- Citizenship: Ghanaian
- Occupations: Ambassador, actress and model
- Notable credits: Babina; Trinity; Sala;
- Political party: National Democratic Congress
- Spouse: Anthony Baffoe
- Relatives: Said Sinare (brother)
- Awards: Golden Movie Awards

= Kalsoume Sinare =

Ghanaian actress

Kalsoume Sinare Baffoe (née Kalsoume Sinare) is Ghana’s Ambassador to the Kingdom of Spain, prior to this, she was an actress, a former model model, filmmaker, and public figure with a career spanning nearly four decades.. She has appeared in over fifty films, including Babina, Trinity, and Sala, for which she received a Golden Actress award in the Drama category.

== Early life and career ==
Sinare is the first of nine children in her family. She attended Accra High School, after which she started her entertainment career as a model. She represented Ghana and won the 1990 Miss Model of the World pageant,. She regularly appeared on television as a commercial model for consumer products.

Sinare transitioned into acting, making her screen debut in the stage production Theatre Mirrors before starring in films such as Out of Sight, Babina, Trinity, and Sala, among more than fifty productions. She became "immensely popular" in Ghana after she played the lead role in Babina, a religiously-themed horror film. She has appeared in over fifty films, including 4ever Young, The Five Brides, and The New Sun. Her role in the 2010 film Trinity earned a Zulu African Film Academy Awards nomination for Best Supporting Actress as well as a Best Supporting Actress nomination at the Ghana Movie Awards. She received a second Ghana Movie Awards nomination for Best Supporting Actress for her role in the 2013 film 3 Some. In 2017 her lead role in the film Sala won the Golden Actress award in the Drama category at the Golden Movie Awards. On 18 March 2026, President John Dramani Mahama officially commissioned Kulsoume Sinare Baffoe as Ghana’s Ambassador to the Kingdom of Spain. Baffoe will be responsible for fostering bilateral cooperation, promoting trade and investment, and advancing Ghana’s foreign policy objectives in Spain.

# Material provided

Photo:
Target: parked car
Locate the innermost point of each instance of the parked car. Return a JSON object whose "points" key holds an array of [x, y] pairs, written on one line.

# Given task A
In the Kalsoume Sinare profile, change "Occupations" to "Professions" and reproduce the stretch from "- Citizenship: Ghanaian" through "Said Sinare (brother)".
# Given task B
Render this sentence from the Kalsoume Sinare profile in Spanish: "Sinare is the first of nine children in her family."
Draw solely on the Kalsoume Sinare profile.

# Exercise result A
- Citizenship: Ghanaian
- Professions: Ambassador, actress and model
- Notable credits: Babina; Trinity; Sala;
- Political party: National Democratic Congress
- Spouse: Anthony Baffoe
- Relatives: Said Sinare (brother)

# Exercise result B
Sinare es la primera de los nueve hijos de su familia.